● Work request
Repeat what the lines below say, word for word, and skip every image.

● Material for this exercise
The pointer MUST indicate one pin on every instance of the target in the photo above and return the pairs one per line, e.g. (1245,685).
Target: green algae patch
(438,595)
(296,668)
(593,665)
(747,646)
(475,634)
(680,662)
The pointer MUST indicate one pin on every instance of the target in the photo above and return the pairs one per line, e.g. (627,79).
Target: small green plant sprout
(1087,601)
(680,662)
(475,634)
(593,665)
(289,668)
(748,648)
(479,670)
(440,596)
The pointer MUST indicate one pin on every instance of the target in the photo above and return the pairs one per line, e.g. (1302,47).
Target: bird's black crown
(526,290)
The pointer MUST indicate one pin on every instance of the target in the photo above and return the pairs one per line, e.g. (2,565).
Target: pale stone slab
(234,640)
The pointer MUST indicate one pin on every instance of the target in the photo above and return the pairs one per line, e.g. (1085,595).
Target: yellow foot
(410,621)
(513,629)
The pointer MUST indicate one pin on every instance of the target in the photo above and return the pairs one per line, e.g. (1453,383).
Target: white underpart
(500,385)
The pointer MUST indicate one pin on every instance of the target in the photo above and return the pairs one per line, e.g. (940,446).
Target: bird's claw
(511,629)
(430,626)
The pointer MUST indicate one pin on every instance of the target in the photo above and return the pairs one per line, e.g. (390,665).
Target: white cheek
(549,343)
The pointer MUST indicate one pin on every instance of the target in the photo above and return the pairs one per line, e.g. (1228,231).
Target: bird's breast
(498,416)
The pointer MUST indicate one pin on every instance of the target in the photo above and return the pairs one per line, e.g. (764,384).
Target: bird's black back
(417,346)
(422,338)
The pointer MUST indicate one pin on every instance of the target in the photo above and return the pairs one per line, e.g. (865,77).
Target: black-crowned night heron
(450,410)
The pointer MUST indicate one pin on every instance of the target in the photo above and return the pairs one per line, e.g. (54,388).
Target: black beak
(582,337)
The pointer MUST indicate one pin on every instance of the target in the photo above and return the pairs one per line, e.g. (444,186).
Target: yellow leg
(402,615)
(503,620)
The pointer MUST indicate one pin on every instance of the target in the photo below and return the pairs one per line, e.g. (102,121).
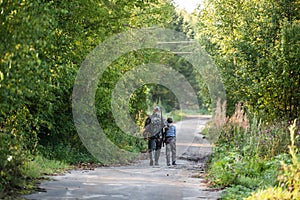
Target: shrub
(289,186)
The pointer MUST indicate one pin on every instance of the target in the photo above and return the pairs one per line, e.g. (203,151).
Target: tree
(255,44)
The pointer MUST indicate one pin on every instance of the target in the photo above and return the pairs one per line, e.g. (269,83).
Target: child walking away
(170,140)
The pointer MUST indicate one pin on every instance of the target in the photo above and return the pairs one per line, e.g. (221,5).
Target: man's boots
(157,154)
(151,155)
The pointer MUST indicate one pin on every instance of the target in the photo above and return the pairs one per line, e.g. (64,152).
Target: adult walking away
(153,133)
(170,140)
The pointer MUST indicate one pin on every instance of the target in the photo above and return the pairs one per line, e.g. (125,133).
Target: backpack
(153,126)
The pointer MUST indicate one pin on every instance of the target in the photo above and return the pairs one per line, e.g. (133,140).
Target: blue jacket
(171,132)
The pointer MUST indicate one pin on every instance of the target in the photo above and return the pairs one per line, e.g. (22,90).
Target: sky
(188,5)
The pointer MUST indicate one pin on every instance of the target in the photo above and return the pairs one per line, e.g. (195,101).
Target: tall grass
(289,181)
(248,152)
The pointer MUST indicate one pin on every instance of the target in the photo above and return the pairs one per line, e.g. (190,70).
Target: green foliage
(289,180)
(247,155)
(255,45)
(42,45)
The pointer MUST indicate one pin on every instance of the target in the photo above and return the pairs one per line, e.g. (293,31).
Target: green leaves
(255,45)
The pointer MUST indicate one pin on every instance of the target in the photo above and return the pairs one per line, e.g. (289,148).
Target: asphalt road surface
(140,181)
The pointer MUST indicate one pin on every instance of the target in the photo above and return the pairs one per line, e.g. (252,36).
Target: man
(153,133)
(170,140)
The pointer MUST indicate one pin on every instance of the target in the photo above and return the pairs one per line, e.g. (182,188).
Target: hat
(170,120)
(157,108)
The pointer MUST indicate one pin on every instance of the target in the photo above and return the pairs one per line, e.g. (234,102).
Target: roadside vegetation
(251,156)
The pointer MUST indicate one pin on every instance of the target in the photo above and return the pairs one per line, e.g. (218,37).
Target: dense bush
(248,154)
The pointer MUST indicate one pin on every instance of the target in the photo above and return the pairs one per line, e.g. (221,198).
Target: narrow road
(141,181)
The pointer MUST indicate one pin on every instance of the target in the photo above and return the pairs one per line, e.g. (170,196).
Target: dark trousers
(154,146)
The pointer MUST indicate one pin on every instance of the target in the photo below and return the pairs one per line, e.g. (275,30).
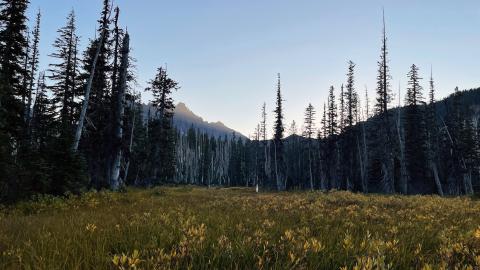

● Result
The pointer MUST indicate one pin on every instance of the target in the photo above and return the pairs one per line, e.g. (1245,685).
Target: green algae patch
(438,595)
(296,668)
(593,665)
(747,646)
(475,634)
(680,662)
The pointer MUST indicate one pin on every instance of the target in the photo above and return the pairs one per line, e.g. (627,79).
Target: small green plant sprout
(1087,601)
(680,662)
(475,634)
(593,665)
(289,668)
(748,648)
(479,670)
(440,596)
The pointer MUST indicate one pin on every instance of the target in the photo above and return the pairs one per line, e.g. (1302,47).
Target: bird's black crown
(526,290)
The pointer MUST indicate one pin on every instance of the target in the photo above and return the pairs one per line, e.g. (2,565).
Target: pale stone slab
(234,640)
The pointer MUST indicate one pin on every instance of the target in the photo above and return the pairs one per line, e.g. (1085,595).
Target: yellow foot
(410,621)
(513,629)
The pointer MUST indicate one pin on every instance of the target in the photo above and return the pairs one per line, e.g. (1453,383).
Target: white underpart
(500,385)
The pointer MUST indicate one pin on every instance of the target in the photo above and return the pairs one per line, e.g. (940,446).
Target: bird's claw
(511,629)
(430,626)
The pointer MUST indicate one pin on every instance of the target in the photo above and return the pairs one per line, e.g. (390,665).
Target: white cheek
(549,343)
The pointer MUST indicate one pin on every instance of the target in the photo above and return the pairs one per line, e.g. (1228,231).
Target: bird's breast
(498,416)
The pointer MUST indicate one pin on every instance of the target in the photo above and return the pairs one per line, e.g. (764,384).
Target: bird's black back
(417,346)
(422,338)
The pointer MUST indicate one pin on every instance of the target in the photo above and return the pairs one per line, e.g. (865,77).
Target: black-crowned night heron
(450,410)
The pointer MUST indicate one pin on every instance of the target in the photo above and return the pairs one per line, e.g. (54,388).
Target: black beak
(582,337)
The pointer MUST indicate one pin on every instance of the target in the photo above and return the pairs one per line, e.g. (444,186).
Target: yellow leg
(402,615)
(503,620)
The pointer MUST indicate one pin on every instance of the target in the photo below and return the pairs one per line, e.g. (102,121).
Target: shrub
(289,186)
The pointer MUST indicate one pin on every instance of the target in the photo above and return the pairs one per line, e.g. (203,151).
Target: tree
(255,44)
The pointer MUST indicate one pin on every instance of the target in the photo above and return the pairs one per line, e.g. (269,83).
Target: child walking away
(170,140)
The pointer MUST indicate one pin on every instance of the target in the photo above and return the pairs one per line, e.g. (221,5).
Target: man's boots
(157,154)
(151,155)
The pointer MUST indicate one pin on every instance of the target in the photo above and return the pairs one per line, e.g. (64,152).
Target: adult walking away
(153,133)
(170,140)
The pointer MUST indicate one pin on every instance of the target in the photo above and return the pairs one per line, e.g. (125,133).
Target: backpack
(153,126)
The pointer MUST indicate one pin on every instance of the target in the photo above and return the pairs one per line, e.g. (133,140).
Target: blue jacket
(171,132)
The pointer MUST indicate one pin on every instance of the target in the photo above and return the pairs one per line, e.g. (22,90).
Target: sky
(188,5)
The pointer MUST indicate one pin on every instance of the target in the photo above and return the pairs one per line, e.g. (195,101).
Target: tall grass
(289,181)
(248,152)
The pointer MUST indicate one pin on every instance of the target in the photo above and return the pairs one per line, e.g. (190,70).
Target: green foliage
(289,180)
(247,155)
(255,45)
(42,45)
The pointer MUST indicate one pin on every instance of the target in the photo above and return the pairs one per line, e.g. (293,31).
Target: green leaves
(255,45)
The pointer MUST indicate one pin on every instance of the target in the photo above and return the pairs one per line, e.g. (289,148).
Target: asphalt road surface
(140,181)
The pointer MUST indicate one pin on every instance of the target in the photo above and return the pairs one per line, e.g. (252,36).
Target: man
(153,133)
(170,140)
The pointer MUST indicate one pin on every instance of the target in the photo above and return the pairs one per line, e.g. (182,188).
Target: hat
(170,120)
(157,108)
The pointer MUST indicate one pin on every instance of the target in the photo above and return the pairs one per line, e.g. (234,102).
Target: roadside vegetation
(251,156)
The pointer MUST indicate one pin on every instance of the target in the photo above and return the pairs one per line, e.g. (218,37).
Target: dense bush
(248,154)
The pointer MUST indicate one pin on every instance of the target in the photo above and return the pairs one per line, e.g. (221,198).
Target: narrow road
(141,181)
The pointer MUST indicate one pin on every instance of the target in the photo above and return the pairs one per line, e.g. (170,196).
Target: dark trousers
(154,146)
The pointer MUST indicate one pin on every instance of the target in the photo below and return the pairs one per line, e.g. (275,30).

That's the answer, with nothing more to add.